═══ TEKS SUMBER ═══
22 Mei 2022 kemarin, Dahlan Iskan ke Pamekasan. Dia diundang Pemkab Pamekasan menjadi pembicara Sarasehan Pendidikan dan Kewirausahaan. Yang sedikit surprise, ke Pamekasan dia membawa Tesla.
Saya tidak tahu jenis Tesla apa yang dibawa Dahlan Iskan. Karena saya tidak banyak tahu soal Tesla. Namun saat mendengar mobil Tesla, pikiran saya secara samar-samar langsung terbawa ke wajah Elon Musk, mobil listrik dan listrik.
Bahwa Tesla adalah salah satu merek mobil listrik di dunia yang cukup populer saat ini. Sementara CEO Tesla adalah Elon Musk–pria yang baru-baru ini trending karena membeli Twitter.
Selain pikiran saya terbawa ke Elon Musk, pikiran saya terbawa pulang ke kampung halaman–ke Pulau Giliraja–saat memandangi Tesla Dahlan Iskan diparkir di sisi timur Mandhapa Agung hari Minggu itu.
Ingatan saya pada Giliraja bukan semacam nostalgiac. Tapi karena ada satu kesamaan antara Tesla dan Giliraja. Yakni, sama-sama butuh listrik. Hanya secara ontologis, keduanya berbeda.
Tesla butuh listrik saat dayanya melemah. Mobil ini harus dicharger. Dengan tarikan listrik 2.000 sampai 2.500 watt. Mobil ini akan mengisi penuh dalam waktu enam sampai delapan jam. Itu pengetahuan umum yang saya temukan di google soal Tesla.
═══
- _DAFTAR TUGAS_:
**1.** Salin ulang tanpa perubahan bagian teks tentang Tesla Dahlan Iskan mulai dari "Tesla butuh listrik" sampai dengan "google soal Tesla.".
**2.** Tentukan apakah setiap pernyataan berikut sesuai dengan teks tentang Tesla Dahlan Iskan. Jawab ya atau tidak, lalu kutip kata-kata teks yang menjadi penentunya. (a) Dahlan Iskan datang ke Pamekasan atas undangan Pemkab Pamekasan untuk menjadi pembicara. (b) Penulis mengetahui jenis Tesla yang dibawa Dahlan Iskan. (c) Tesla dapat terisi penuh dalam waktu dua sampai tiga jam.
**3.** Teruskan teks tentang Tesla Dahlan Iskan mulai dari sesudah kalimat terakhirnya.
═══ BARIS DATA ═══
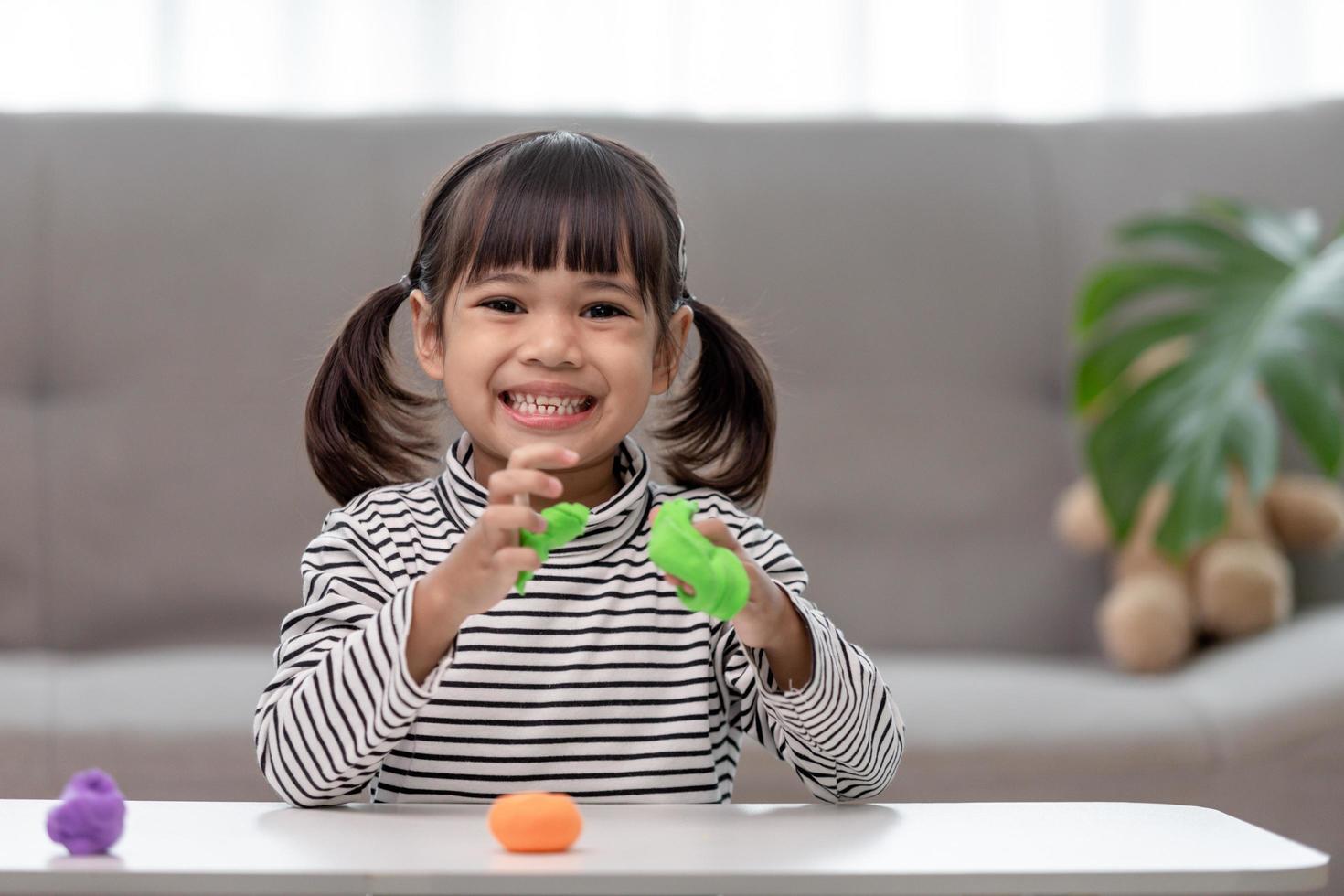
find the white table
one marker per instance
(743, 848)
═══
- _HASIL JAWABAN_:
**1.**
Tesla butuh listrik saat dayanya melemah. Mobil ini harus dicharger. Dengan tarikan listrik 2.000 sampai 2.500 watt. Mobil ini akan mengisi penuh dalam waktu enam sampai delapan jam. Itu pengetahuan umum yang saya temukan di google soal Tesla.

**2.**
(a) Ya: "Dia diundang Pemkab Pamekasan menjadi pembicara Sarasehan Pendidikan dan Kewirausahaan."
(b) Tidak: "Saya tidak tahu jenis Tesla apa yang dibawa Dahlan Iskan."
(c) Tidak: "Mobil ini akan mengisi penuh dalam waktu enam sampai delapan jam."

**3.**
Pulau Giliraja, juga sama. Butuh listik. Bukan karena banyak orang membeli Tesla di sana. Tapi karena memang sejak puluhan tahun lalu hingga sekarang belum ada pasokan listrik seperti yang dinikmati rang-orang di daratan Madura.
Sejak saya lahir, saya belum menikmati PLTD atau PLN masuk pulau. Ini bukan saja pengetahuan umum yang ditemukan di google. Tapi ini fakta dan pengalaman hidup. Pengalaman hidup yang tentu cukup buruk.
Dan saya tidak tahu, apakah Dahlan Iskan saat menjabat sebagai Dirut PLN pada 2009 mengetahui bahwa ada pulau dekat di perairan Sumenep belum teraliri listrik? Saya tidak tahu.
Lalu ketika Dahlan membawa Tesla ke Pamekasan, saya tidak melihat ihwal futuristik. Justru saya melihat realitas ganjil dan begitu jomplang. Bahwa Tesla, adalah sisi lain kemajuan, dan pulau Giliraja yang belum berlistrik, adalah realitas sebaliknya.
Sampai saat ini, orang-orang di pulau Giliraja sebagian besar memakai Pembangkit Listrik Tenaga Surya (PLTS). Lampu yang boleh dipasang hanya berkisar tiga sampai lima watt saja. Ribuan kali lebih kecil dari kebutuhan charging Tesla. Telivisi yang bisa dinyalakan hanya berkisar 25 watt saja.
Maksud saya, Tesla yang dibawa Dahlan Iskan tidak bisa dibawa ke pulau Giliraja. Maksud saya, Tesla yang dibawa Dahlan Iskan justru tampak “mengejek” mentalitas saya sebagai anak yang lahir dari pulau tanpa listrik yang bisa menghidupkan Tesla.
Tetapi jangankan menghidupkan Tesla, di rumah tidak ada percetakan banner dan fotocopy dan alat-alat yang membutuhkan daya listrik besar. Charging handphone saja susah. Apalagi Tesla. Apalagi Tesla dan sungguh, apalagi Tesla.
Jadi, “ambisi” Dahlan Iskan untuk membawa perspektif futuristik dengan membawa Tesla ke Pamekasan, bagi saya, justru menjebak saya pada kesadaran terbelakang.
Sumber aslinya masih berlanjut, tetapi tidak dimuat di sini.